▸ **TEXTO EXTRAÍDO**:

Trilha Transcarioca sem visitantes enfrenta mais queimadas e desmatamento

Corpo de Guarda-Parques do Inea enfrenta o fogo no Parque Estadual da Pedra Branca: pandemia afastou visitas da Trilha Transcarioca e incidência de queimadas e desmatamento aumentou (Foto: Inea/Corpo de Guarda-Parques)

Pandemia afastou usuários que ajudam a preservar Mata Atlântica na Floresta da Tijuca, no Parque Pedra Branca e outras sete unidades de conservação

Por Guilherme Tupinambá | ODS 11ODS 15 • Publicada em 2 de agosto de 2021 - 10:29 • Atualizada em 10 de agosto de 2021 - 08:57

Corpo de Guarda-Parques do Inea enfrenta o fogo no Parque Estadual da Pedra Branca: pandemia afastou visitas da Trilha Transcarioca e incidência de queimadas e desmatamento aumentou (Foto: Inea/Corpo de Guarda-Parques)

▸ **REGISTROS DE DADOS**:

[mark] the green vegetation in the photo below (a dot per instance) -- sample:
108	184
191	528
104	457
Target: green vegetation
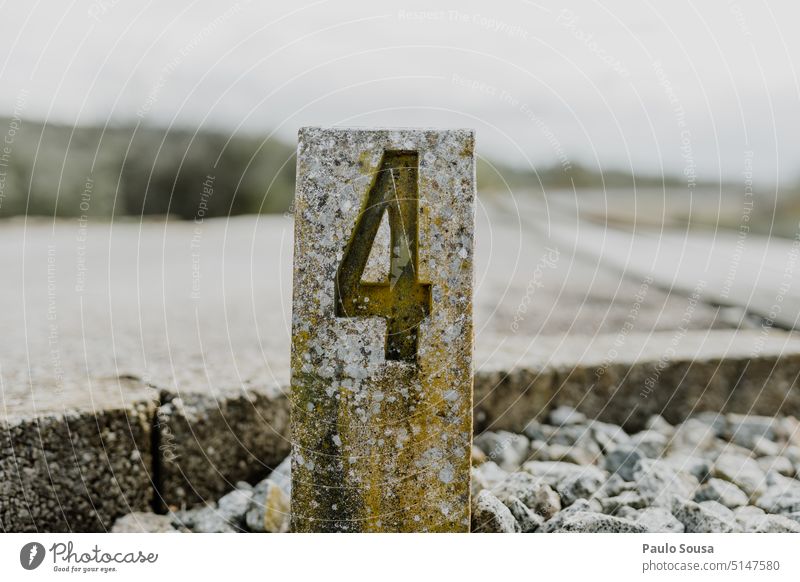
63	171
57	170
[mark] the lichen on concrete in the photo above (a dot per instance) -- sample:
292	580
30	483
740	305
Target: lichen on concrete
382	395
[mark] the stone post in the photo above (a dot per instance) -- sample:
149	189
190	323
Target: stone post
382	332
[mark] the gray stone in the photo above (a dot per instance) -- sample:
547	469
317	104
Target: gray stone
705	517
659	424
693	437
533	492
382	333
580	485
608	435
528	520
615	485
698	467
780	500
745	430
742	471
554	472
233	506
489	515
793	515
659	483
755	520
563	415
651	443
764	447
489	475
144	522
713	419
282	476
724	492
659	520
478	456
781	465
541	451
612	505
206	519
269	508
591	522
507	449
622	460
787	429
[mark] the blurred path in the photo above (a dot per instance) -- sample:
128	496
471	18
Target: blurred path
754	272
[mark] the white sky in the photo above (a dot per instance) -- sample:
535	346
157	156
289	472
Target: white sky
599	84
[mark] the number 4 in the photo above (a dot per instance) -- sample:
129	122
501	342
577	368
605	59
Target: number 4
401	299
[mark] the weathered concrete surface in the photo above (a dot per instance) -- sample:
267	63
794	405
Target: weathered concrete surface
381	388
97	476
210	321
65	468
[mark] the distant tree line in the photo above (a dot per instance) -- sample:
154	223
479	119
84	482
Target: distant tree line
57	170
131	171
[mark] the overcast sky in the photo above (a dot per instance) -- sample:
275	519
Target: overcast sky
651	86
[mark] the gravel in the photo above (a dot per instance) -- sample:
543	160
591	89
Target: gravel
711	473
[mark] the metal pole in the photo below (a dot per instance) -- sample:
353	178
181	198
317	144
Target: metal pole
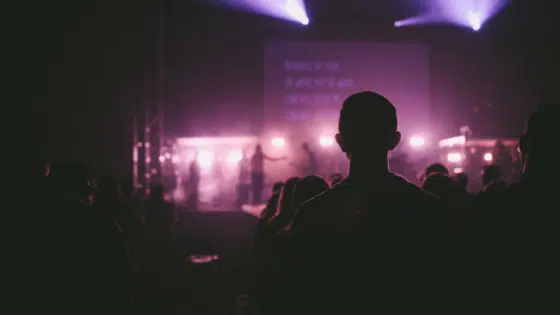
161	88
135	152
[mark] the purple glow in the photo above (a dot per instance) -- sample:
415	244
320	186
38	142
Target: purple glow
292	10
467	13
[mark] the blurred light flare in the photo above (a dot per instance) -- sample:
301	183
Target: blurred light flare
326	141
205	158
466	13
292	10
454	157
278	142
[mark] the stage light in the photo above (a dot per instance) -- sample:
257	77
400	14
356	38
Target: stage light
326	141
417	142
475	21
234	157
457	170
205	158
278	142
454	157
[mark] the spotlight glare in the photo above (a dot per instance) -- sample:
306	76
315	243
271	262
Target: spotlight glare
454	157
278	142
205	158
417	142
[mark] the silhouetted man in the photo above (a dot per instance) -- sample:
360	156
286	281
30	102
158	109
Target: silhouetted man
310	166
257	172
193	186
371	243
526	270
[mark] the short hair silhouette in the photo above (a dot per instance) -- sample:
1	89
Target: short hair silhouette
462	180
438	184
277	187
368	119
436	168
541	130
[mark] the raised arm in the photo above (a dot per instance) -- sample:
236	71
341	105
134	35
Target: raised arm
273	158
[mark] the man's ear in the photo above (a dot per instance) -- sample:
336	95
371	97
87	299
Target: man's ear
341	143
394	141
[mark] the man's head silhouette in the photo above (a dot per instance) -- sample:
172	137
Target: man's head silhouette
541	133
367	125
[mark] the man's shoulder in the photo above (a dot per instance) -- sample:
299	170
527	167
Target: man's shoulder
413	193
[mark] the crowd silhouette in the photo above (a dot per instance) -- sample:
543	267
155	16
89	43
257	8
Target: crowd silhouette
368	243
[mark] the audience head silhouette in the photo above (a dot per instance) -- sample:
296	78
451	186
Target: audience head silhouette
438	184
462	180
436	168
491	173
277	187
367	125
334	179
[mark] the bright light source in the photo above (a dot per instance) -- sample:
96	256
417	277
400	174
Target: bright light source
---
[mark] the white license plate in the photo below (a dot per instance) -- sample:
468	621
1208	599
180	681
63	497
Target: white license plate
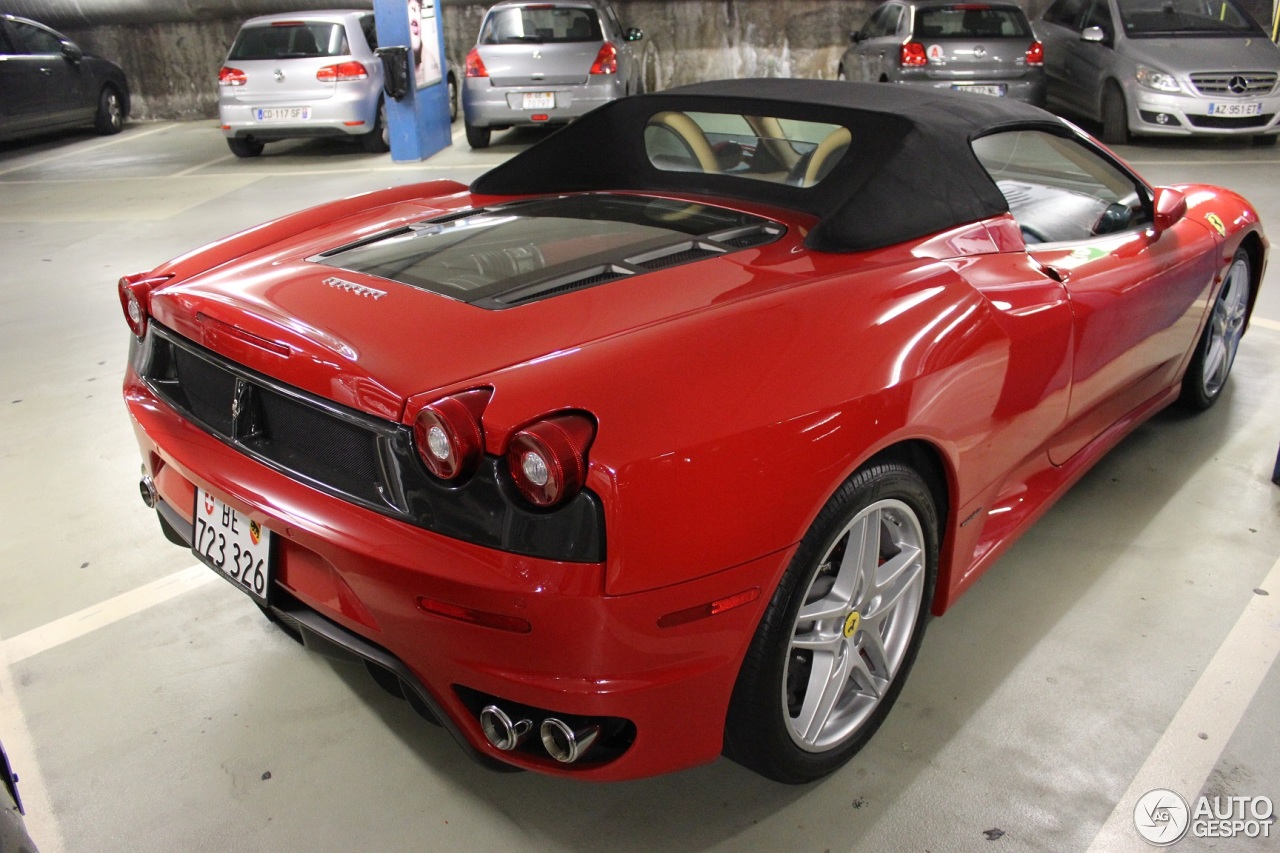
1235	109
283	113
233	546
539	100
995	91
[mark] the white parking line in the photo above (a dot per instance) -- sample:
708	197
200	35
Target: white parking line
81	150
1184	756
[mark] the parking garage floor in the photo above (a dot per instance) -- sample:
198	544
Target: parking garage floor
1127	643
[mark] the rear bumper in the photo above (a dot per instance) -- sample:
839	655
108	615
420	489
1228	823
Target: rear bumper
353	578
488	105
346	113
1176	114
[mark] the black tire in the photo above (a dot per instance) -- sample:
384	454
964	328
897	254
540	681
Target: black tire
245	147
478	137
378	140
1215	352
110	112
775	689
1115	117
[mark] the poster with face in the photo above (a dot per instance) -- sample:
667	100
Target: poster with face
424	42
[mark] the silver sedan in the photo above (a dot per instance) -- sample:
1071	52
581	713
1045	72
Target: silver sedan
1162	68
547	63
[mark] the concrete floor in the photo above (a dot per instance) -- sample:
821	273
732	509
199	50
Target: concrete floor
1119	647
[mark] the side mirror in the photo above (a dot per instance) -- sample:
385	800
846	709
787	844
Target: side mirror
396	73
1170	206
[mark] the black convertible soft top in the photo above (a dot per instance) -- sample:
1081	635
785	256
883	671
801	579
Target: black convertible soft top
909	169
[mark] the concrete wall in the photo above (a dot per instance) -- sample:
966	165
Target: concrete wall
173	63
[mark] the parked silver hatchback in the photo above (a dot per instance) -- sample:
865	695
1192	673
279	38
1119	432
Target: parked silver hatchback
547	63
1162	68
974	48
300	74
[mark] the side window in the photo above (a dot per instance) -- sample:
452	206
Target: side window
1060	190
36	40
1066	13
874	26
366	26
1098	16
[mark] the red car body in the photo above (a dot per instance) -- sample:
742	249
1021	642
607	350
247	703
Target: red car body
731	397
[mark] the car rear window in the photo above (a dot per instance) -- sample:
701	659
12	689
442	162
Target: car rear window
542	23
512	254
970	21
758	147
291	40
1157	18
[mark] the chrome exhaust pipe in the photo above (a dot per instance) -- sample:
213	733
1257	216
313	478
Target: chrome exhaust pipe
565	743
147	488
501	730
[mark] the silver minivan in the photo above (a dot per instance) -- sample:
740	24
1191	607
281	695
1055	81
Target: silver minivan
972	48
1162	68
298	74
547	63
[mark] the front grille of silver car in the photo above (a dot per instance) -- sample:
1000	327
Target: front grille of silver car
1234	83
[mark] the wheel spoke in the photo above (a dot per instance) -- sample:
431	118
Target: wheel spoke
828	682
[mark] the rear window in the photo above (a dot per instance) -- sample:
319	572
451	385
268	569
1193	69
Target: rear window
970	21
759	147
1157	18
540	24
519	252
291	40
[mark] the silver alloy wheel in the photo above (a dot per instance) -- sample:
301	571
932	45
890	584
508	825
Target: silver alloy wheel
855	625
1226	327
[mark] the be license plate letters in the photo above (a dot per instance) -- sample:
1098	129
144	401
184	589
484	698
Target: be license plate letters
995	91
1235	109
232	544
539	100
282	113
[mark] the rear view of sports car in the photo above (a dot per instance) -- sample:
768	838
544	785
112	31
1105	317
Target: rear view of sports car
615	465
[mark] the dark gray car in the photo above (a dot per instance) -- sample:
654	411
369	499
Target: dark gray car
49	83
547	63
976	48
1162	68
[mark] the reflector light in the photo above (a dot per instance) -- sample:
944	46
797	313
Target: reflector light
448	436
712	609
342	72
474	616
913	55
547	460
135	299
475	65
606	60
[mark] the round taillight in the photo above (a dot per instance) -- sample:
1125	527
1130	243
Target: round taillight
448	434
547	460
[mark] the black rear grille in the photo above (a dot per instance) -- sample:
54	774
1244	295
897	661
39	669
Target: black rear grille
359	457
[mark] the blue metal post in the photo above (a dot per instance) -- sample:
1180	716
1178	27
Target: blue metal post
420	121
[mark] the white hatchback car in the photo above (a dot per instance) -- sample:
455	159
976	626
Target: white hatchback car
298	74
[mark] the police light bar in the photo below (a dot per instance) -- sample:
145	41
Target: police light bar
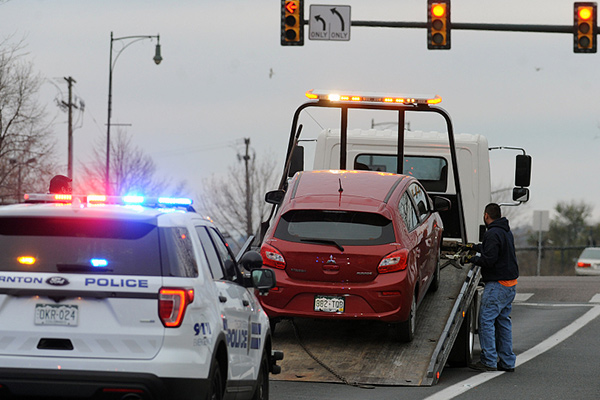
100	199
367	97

▸ **PROBLEMAS A RESOLVER**:
1. Segundo a reportagem sobre a Trilha Transcarioca, além da Floresta da Tijuca e do Parque Pedra Branca, em quantas outras unidades de conservação a pandemia afastou usuários?
2. Por favor, dê sequência à reportagem sobre a Trilha Transcarioca a partir do ponto em que ela termina.
As entradas formam um material à parte, independente da reportagem sobre a Trilha Transcarioca.

▸ **RESPOSTAS POR TAREFA**:
1. Em sete.

2.
A Transcarioca, maior trilha urbana de longo percurso do país, mobiliza milhares de visitantes de diversas partes do mundo, atravessando a cidade do Rio de Janeiro desde a Barra de Guaratiba, na Zona Oeste, até o Morro Pão de Açúcar, na Zona Sul, em um percurso de cerca de 180 quilômetros. O Movimento Trilha Transcarioca reúne mais de dez mil voluntários que contribuem com a manutenção dos trechos e a preservação da área de Mata Atlântica ao redor da trilha e atividades de reflorestamento de plantas nativas do bioma. Entretanto, com a redução do número de visitantes e voluntários, causada pela pandemia da Covid-19, aumentaram os casos de queimadas, desmatamento e ocupações ilegais dentro das unidades de conservação.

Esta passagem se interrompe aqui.